- **Extracted records**:

-- begin --

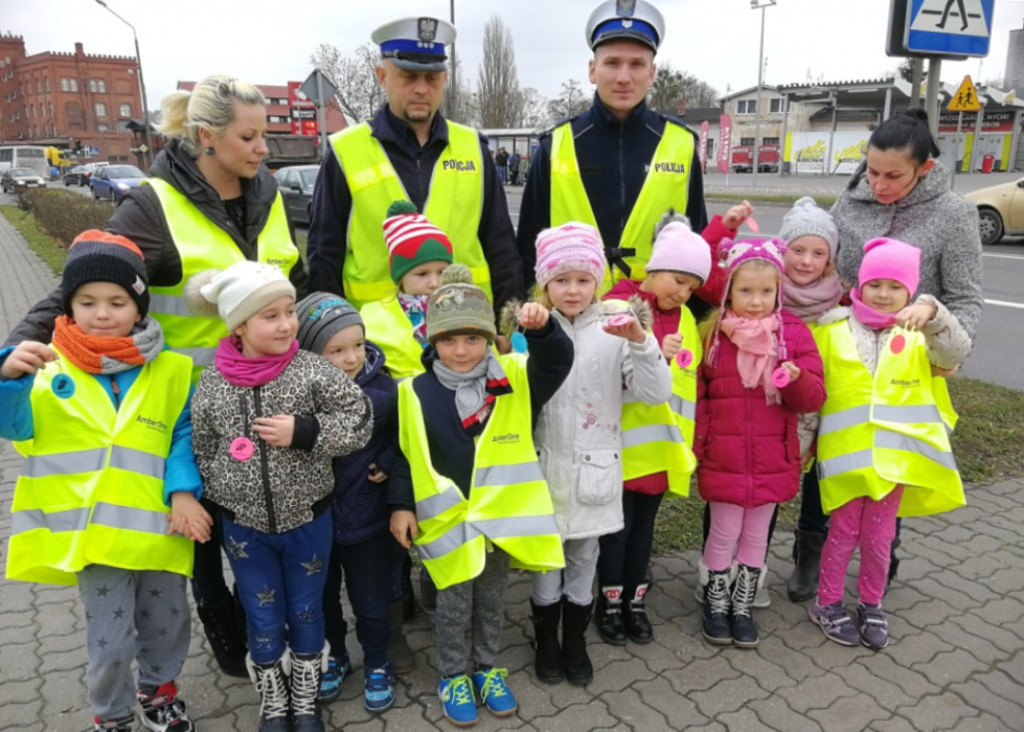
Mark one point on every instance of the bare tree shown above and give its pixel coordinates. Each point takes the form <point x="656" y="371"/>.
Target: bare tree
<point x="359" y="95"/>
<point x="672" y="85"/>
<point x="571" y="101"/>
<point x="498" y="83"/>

-- end --
-- begin --

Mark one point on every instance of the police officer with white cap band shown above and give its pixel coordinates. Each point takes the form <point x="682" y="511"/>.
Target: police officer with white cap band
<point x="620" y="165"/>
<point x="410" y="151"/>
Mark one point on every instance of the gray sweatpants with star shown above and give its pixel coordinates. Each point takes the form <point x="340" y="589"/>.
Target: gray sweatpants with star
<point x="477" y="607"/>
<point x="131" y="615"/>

-- end --

- **What needs to be done**:
Show every line of the listing above that contains the string "star".

- **Output for this exercise**:
Mark one point on every instance of the gray sweatpants with star shown above and give its pixel coordinates. Each point takes the form <point x="340" y="589"/>.
Target: gray sweatpants with star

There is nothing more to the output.